[Excerpted passage]:
══════════
San Giovanni Vincenzo (Saint John Vincent) is a late-Baroque style, Roman Catholic parish church located in the town of Sant'Ambrogio di Torino, in the Metropolitan City of Turin in the region of Piedmont, Italy. The church was designed by the Piedmontese architect Bernardo Vittone.

==History and description==
A church at the site was present since the 11th century, allied to the Abbey of San Michele della Chiusa. The present building derives from a reconstruction started after 1755 under the designs of Vittone. The stout brick and stone bell-tower is the only remnant from the prior Romanesque structures.
══════════
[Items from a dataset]

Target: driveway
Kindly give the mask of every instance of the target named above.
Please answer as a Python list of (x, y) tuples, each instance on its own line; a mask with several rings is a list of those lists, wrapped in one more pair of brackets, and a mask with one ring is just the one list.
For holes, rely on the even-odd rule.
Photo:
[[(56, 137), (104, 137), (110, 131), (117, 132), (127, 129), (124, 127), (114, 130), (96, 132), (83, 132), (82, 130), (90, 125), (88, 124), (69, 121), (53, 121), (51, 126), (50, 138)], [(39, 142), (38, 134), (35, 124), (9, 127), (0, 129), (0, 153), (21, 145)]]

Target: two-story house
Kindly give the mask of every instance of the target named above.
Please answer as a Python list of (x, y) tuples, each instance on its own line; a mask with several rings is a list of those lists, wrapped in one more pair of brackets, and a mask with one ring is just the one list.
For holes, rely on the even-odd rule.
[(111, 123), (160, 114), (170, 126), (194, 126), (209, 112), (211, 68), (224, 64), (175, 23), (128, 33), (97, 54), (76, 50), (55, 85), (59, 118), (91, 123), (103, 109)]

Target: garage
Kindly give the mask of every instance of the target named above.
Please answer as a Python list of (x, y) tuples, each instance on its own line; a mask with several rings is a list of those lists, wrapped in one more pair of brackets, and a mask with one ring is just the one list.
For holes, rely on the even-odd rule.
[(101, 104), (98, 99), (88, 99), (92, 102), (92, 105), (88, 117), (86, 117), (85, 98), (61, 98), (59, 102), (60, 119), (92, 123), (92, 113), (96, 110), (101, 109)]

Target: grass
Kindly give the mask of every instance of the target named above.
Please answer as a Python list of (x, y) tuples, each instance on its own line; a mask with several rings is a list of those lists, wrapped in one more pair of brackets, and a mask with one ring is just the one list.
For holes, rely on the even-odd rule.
══════════
[Directions for this task]:
Proceed with the passage about the San Giovanni Vincenzo church in Sant'Ambrogio di Torino, picking up after its final sentence.

[Task answer]:
The facade of the church is concave, a common motif in Vittone churches. The short single nave ends in an apse with elegant 19th-century medallion decorations by Luigi Morgari. The church houses a reliquary for the remains of the titular saint, a hermit and founder of the abbey of San Michele della Chiusa. The main altarpiece depicts a Madonna and child with Saints Ambrose and Giovanni Vincenzo attributed to Michele Antonio Milocco. Another altarpiece in the Chapel of the Rosary, depicts the Madonna del Rosario and Dominican Saints (1782) by Giovanni Domenico Molinari. The Via Crucis (1783) were made by Vittorio Amedeo Rapous; The Apostolate (1774-75) painted by Agostino Verano; and another Madonna del Rosario is attributed to Bernardino Lanino.